▶ **Study text**
--

Today, Clarke is the assistant head gardener at the National Trust’s Trelissick Garden in Cornwall, but he has to think about mowing the lawn all the time. “In the old days, the mower would get put back in the shed for two or three months a year,” he explains. “Around now, it’d be gathering dust. But now we cut grass 12 months of the year, right through the season. It’s incredible really.” The trend has created significant amounts of additional work for gardeners all over the country, upped repair and labour costs for organisations such as the National Trust, and knackered more than a few industrial lawnmowers. On the surface, the explanation is simple enough: grass that grows all year round. To Clarke, there is one clear culprit: climate change.
As we emerge from one of the bitterest cold snaps in recent memory, Tom Clarke and his colleagues are faced with a still knottier problem, and one that’s simultaneously utterly concrete and infuriatingly abstract: even though the impact of climate change is so visible, even though the vast majority of world’s climate scientists agree that our world is heating up, the local effects are extremely difficult to predict. To phrase the problem a different way, just when we think that we know something about the future of the climate, weather seems to be more baffling than ever.
That makes it hard for gardeners like those at Trelissick to plan for the future. Today, they are facing a host of problems that can be attributed to global warming. Their beech trees, crucial to the classically English feel of the garden, can’t put down secure roots in the soil left too damp by the heavier showers that come with warmer weather; Clarke spent last Monday hacking at two recently fallen trees with a chainsaw. The drainage for the garden’s paths, laid to what seemed like worst-case-scenario specifications in the 19th century, is totally inadequate for the downpours that are more and more commonplace today. And the host of pests and plant diseases that thrive in warmer conditions are hardly helping.

--

▶ **Task details**
Pick up the piece on climate change and the gardeners at Trelissick immediately after its final sentence and keep writing.

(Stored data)
--

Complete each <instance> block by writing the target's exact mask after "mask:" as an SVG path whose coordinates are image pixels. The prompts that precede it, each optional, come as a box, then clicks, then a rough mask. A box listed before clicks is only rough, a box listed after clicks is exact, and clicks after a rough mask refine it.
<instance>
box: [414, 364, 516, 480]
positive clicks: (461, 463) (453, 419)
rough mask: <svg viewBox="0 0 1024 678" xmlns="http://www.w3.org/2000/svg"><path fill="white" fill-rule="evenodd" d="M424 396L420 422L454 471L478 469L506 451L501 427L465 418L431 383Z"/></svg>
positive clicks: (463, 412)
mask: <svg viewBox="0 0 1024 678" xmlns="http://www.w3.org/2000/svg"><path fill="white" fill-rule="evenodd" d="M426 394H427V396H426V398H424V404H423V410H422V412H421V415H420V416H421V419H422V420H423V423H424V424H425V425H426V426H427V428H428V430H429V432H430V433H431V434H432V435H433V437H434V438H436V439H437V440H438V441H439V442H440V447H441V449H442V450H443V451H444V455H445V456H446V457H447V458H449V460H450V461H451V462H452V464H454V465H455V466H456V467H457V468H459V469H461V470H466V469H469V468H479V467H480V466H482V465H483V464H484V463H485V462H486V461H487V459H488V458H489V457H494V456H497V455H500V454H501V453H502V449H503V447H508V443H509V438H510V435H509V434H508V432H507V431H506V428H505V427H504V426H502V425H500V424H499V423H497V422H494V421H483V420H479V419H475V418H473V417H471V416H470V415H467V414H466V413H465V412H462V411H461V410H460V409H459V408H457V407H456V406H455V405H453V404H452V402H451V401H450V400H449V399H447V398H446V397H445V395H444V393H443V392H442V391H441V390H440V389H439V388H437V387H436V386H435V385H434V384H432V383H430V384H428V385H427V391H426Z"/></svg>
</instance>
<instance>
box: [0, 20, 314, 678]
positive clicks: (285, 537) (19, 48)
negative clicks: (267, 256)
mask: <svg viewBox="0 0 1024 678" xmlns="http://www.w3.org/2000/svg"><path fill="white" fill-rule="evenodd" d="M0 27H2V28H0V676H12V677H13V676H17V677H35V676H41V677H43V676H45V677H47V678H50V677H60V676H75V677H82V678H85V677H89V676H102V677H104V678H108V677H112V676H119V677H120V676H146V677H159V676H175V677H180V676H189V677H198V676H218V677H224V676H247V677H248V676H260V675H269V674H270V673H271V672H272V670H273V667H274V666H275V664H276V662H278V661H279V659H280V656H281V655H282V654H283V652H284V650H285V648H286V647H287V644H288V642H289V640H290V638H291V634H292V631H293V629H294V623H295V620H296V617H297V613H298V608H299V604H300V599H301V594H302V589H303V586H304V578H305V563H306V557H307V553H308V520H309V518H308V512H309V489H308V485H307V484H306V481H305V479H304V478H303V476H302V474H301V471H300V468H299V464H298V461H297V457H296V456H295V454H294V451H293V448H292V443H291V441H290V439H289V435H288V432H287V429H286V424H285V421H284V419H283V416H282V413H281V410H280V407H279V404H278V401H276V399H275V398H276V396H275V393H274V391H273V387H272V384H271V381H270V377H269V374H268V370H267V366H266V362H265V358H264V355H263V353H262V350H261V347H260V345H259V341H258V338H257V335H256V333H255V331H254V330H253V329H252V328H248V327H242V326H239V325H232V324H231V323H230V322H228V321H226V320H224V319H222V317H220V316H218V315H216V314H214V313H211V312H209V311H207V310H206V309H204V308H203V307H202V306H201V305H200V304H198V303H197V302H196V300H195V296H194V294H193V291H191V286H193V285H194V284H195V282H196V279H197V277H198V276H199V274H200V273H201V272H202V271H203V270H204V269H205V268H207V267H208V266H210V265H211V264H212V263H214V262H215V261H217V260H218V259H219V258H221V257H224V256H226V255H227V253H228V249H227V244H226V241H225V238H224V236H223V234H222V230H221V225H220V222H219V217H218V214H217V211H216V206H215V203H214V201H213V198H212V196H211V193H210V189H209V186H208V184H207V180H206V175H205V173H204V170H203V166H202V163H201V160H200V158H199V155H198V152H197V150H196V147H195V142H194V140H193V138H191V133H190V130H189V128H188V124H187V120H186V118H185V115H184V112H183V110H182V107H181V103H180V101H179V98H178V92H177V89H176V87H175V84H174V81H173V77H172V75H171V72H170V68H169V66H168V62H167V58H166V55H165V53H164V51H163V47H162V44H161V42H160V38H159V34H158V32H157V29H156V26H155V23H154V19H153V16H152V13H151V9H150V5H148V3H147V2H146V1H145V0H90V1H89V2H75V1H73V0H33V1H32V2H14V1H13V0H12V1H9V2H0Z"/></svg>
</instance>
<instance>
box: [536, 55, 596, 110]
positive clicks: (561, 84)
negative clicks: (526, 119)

--

▶ **Answer area**
The programme for the next few years seems clear in only one regard: the news isn’t great, and the changes that we’re set to encounter will reach into every area of our lives. But if the prospect of a sweltering Britain seems like a grim – if distant – one, take heart. It’s not all bad. Even if we were to ignore the many things we can still do to mitigate the risks of climate change, and accept our fate, there will always be silver linings. Mike Roberts, for one, has reasons to be grateful for the coming heat: he’s a winemaker, and his business looks set to grow considerably, as the British gloom that we’re all so used to gives way to something closer resembling a European climate.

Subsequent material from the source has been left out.